*** LESETEXT
Weniger private Überschuldung trotz Corona-Krise

Weniger private Überschuldung trotz Corona-Krise
Schuldenatlas: Staatliche Leistungen in der Pandemie haben geholfen
Die Verschuldung der Verbraucher ist trotz Corona-Pandemie stark zurückgegangen. Eine Entwarnung bedeutet das nach Ansicht von Finanzexperten nicht: Die Folgen der Pandemie könnten sich zeitverzögert bei den Privathaushalten niederschlagen.

Neuss (epd). Trotz der Corona-Pandemie hat die Zahl der überschuldeten Verbraucher in Deutschland im Jahr 2021 einen Tiefststand erreicht: Es sind so wenige wie noch nie seit Beginn der Auswertungen 2004. Das geht aus dem am Mittwoch vorgestellten Schuldneratlas der Firma Creditreform Wirtschaftsforschung in Neuss hervor. Demnach hat sich die Zahl überschuldeter Privatpersonen gegenüber dem Vorjahr um rund 700.000 Fälle auf 6,16 Millionen verringert - ein Minus von rund zehn Prozent.
******
*** DATENSATZ
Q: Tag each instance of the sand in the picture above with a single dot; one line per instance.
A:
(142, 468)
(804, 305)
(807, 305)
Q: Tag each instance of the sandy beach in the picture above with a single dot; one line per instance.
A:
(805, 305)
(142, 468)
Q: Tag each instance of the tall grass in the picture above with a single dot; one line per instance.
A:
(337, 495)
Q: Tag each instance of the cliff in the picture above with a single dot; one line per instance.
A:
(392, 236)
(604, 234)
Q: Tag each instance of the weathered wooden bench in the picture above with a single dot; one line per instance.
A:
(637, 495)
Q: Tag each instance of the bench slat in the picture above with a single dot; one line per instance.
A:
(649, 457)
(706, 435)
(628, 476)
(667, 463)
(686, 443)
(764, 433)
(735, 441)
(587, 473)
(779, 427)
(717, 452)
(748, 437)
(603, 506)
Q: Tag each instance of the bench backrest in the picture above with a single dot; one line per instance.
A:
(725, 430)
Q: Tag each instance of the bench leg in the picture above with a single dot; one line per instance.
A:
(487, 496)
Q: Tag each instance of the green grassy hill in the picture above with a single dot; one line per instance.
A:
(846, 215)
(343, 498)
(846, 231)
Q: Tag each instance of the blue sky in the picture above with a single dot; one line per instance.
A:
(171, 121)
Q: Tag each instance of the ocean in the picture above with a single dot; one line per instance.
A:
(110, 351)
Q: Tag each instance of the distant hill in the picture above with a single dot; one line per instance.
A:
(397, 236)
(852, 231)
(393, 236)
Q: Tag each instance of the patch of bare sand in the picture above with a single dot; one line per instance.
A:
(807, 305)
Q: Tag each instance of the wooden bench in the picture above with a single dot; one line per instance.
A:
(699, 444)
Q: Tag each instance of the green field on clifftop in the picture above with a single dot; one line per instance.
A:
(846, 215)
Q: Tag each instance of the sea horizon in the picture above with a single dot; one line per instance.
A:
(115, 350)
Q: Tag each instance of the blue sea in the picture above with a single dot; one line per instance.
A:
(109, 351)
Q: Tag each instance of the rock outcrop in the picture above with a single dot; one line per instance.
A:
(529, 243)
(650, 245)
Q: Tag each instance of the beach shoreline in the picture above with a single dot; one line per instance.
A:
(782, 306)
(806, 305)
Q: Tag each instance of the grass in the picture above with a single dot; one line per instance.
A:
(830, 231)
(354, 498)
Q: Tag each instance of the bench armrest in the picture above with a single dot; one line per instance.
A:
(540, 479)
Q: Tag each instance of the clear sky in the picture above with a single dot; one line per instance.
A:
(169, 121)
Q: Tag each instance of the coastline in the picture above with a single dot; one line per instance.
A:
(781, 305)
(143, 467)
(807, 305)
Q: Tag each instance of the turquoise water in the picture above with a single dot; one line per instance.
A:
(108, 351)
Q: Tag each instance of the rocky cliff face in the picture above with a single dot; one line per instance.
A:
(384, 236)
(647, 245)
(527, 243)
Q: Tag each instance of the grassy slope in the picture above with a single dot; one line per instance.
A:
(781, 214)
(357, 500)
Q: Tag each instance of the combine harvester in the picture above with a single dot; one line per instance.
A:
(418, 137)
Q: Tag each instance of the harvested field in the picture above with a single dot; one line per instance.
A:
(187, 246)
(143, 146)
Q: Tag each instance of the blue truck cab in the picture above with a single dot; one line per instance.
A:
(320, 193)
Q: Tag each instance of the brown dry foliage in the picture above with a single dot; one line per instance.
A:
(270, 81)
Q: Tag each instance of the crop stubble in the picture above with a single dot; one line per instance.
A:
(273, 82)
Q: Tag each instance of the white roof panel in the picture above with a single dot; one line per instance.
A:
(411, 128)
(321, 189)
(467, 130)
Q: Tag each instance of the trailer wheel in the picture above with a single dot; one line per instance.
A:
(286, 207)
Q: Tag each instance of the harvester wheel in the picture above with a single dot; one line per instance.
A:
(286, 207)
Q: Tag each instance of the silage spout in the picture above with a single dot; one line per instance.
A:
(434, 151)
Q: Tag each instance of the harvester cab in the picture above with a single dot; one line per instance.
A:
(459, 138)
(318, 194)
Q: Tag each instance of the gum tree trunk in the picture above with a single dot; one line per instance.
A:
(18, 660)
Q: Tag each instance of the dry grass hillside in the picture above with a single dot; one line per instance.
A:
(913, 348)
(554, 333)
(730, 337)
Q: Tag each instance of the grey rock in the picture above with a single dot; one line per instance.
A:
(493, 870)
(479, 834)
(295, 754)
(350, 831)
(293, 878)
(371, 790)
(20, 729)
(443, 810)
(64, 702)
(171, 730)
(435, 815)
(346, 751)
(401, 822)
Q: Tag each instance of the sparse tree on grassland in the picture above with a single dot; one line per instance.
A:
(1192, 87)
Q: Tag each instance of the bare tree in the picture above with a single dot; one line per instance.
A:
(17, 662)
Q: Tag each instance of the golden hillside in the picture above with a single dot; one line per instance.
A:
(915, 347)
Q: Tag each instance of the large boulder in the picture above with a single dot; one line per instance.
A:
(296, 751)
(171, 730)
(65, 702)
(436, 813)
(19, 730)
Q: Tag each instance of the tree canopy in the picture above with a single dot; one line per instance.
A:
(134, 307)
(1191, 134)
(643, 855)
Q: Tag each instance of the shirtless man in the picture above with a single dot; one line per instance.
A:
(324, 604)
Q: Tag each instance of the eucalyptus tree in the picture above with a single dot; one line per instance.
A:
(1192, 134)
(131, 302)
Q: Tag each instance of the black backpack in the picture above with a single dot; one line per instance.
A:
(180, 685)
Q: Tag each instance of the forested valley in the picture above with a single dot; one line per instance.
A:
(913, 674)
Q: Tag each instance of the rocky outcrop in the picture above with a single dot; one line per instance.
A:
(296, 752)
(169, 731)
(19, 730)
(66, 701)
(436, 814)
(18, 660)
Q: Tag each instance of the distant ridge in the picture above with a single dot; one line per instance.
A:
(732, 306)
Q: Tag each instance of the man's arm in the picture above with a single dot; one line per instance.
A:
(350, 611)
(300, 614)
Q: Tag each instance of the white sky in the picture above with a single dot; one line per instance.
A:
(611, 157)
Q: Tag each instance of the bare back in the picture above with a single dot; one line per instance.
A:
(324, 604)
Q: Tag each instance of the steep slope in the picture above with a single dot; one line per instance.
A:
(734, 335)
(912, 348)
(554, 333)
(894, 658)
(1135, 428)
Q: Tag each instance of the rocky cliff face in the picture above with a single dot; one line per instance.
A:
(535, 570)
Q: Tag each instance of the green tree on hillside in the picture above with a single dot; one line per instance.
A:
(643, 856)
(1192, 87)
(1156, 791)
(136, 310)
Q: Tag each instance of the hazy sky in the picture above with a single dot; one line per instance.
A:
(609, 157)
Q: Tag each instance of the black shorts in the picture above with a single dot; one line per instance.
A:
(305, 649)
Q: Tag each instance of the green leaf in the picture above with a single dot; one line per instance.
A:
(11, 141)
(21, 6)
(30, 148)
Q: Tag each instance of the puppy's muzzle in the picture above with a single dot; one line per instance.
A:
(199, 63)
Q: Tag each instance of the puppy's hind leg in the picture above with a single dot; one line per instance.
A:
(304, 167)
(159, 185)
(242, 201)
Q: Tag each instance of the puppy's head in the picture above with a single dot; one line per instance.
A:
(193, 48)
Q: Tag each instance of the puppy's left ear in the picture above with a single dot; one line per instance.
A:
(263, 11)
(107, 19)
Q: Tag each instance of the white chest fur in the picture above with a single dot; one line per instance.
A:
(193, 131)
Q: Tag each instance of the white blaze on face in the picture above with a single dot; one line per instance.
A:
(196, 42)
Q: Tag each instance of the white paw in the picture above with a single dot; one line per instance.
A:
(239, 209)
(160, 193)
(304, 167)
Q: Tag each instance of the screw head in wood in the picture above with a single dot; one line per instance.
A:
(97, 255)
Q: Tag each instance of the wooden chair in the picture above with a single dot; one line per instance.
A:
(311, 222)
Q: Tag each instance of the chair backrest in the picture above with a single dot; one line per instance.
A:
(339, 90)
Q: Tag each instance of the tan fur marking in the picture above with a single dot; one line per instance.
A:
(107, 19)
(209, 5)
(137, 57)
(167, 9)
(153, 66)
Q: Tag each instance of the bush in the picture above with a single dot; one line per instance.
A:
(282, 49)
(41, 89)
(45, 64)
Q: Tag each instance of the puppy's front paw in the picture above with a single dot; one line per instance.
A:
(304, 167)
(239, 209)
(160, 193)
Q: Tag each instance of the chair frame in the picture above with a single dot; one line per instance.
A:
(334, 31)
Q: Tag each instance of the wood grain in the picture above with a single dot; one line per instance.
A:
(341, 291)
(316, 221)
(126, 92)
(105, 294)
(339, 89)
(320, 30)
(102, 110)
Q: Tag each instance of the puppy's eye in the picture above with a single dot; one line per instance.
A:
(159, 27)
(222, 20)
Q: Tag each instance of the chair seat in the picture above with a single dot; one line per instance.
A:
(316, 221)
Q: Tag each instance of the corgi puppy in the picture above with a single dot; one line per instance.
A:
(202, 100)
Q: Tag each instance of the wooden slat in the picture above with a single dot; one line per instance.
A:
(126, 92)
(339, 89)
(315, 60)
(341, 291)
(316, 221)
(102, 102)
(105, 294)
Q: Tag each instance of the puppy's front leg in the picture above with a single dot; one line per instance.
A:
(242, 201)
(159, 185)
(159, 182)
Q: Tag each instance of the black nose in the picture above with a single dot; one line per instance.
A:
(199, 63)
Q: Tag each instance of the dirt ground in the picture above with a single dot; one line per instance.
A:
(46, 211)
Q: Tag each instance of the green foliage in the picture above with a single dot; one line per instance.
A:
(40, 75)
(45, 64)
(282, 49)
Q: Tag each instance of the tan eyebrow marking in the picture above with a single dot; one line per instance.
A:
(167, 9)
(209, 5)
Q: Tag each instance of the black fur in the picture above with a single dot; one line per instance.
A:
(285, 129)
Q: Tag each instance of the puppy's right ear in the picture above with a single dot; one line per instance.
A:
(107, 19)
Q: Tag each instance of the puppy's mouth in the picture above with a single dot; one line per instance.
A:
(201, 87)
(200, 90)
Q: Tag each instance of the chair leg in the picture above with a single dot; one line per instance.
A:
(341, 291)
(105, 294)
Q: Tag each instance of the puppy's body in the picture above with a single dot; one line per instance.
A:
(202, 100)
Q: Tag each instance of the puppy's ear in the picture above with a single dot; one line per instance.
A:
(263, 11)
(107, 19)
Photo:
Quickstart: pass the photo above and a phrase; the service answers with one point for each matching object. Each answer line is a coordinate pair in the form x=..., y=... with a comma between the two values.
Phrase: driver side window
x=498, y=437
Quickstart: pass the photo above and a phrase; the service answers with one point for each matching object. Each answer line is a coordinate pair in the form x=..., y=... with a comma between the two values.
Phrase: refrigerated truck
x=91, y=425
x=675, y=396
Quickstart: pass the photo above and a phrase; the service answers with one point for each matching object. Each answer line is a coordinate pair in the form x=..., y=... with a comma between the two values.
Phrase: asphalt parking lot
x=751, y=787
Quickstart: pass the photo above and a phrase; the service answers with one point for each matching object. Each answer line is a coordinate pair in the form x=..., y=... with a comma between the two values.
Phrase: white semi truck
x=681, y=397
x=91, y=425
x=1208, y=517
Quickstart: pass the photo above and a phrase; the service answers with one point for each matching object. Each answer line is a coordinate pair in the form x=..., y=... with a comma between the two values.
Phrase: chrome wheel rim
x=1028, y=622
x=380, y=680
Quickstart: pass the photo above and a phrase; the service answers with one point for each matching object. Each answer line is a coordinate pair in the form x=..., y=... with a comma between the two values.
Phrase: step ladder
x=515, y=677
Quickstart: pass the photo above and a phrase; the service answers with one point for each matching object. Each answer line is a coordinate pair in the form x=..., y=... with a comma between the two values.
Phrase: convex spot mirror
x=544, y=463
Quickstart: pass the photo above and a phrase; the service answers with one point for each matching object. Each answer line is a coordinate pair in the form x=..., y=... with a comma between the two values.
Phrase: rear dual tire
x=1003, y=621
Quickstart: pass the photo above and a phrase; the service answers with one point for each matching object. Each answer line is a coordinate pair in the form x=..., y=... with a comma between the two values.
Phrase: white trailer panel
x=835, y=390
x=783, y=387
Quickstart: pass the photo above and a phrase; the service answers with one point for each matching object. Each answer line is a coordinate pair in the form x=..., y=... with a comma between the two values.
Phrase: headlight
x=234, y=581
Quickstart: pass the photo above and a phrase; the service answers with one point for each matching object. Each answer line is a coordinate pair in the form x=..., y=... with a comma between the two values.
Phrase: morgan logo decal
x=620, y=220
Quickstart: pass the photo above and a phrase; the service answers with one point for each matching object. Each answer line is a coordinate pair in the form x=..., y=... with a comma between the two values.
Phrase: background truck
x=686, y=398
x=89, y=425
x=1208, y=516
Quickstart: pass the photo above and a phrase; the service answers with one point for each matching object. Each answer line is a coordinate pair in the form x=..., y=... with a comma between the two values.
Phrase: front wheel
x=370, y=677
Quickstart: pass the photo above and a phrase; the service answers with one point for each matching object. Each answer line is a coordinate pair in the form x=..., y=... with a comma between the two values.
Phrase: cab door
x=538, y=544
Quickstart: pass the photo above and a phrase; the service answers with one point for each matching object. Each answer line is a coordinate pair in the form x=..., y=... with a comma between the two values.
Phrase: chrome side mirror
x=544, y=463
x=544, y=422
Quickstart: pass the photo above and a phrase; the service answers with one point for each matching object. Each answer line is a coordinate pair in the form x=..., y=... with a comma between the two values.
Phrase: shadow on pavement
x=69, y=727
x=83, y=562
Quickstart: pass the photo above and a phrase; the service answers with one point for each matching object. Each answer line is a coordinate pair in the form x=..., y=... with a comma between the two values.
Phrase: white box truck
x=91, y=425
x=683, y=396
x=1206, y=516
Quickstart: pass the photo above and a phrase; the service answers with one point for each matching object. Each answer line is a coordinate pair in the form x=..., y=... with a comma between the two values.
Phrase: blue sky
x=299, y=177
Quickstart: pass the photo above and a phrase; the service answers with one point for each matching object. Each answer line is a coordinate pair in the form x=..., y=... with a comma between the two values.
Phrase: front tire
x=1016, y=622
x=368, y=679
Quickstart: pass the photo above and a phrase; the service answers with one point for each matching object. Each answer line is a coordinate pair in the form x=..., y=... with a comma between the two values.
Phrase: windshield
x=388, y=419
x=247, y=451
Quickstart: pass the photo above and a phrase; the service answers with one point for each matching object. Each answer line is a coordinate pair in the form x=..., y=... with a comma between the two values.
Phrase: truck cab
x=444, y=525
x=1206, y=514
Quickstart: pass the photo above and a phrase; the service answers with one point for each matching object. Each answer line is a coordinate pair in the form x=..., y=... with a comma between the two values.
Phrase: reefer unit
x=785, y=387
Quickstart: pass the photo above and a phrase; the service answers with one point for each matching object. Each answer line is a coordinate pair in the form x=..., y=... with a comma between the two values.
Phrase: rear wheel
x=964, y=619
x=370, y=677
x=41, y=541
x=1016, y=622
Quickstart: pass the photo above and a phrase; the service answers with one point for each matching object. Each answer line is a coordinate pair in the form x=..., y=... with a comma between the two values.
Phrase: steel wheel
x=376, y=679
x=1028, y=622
******
Entnehmen Sie dem Text über die private Überschuldung wörtlich den Abschnitt, der mit den Worten „Neuss (epd). Trotz“ beginnt und nach den Worten „rund zehn Prozent.“ endet. Stützen Sie sich ausschließlich auf den Text über die private Überschuldung.

■ ANTWORTTEIL:
Neuss (epd). Trotz der Corona-Pandemie hat die Zahl der überschuldeten Verbraucher in Deutschland im Jahr 2021 einen Tiefststand erreicht: Es sind so wenige wie noch nie seit Beginn der Auswertungen 2004. Das geht aus dem am Mittwoch vorgestellten Schuldneratlas der Firma Creditreform Wirtschaftsforschung in Neuss hervor. Demnach hat sich die Zahl überschuldeter Privatpersonen gegenüber dem Vorjahr um rund 700.000 Fälle auf 6,16 Millionen verringert - ein Minus von rund zehn Prozent.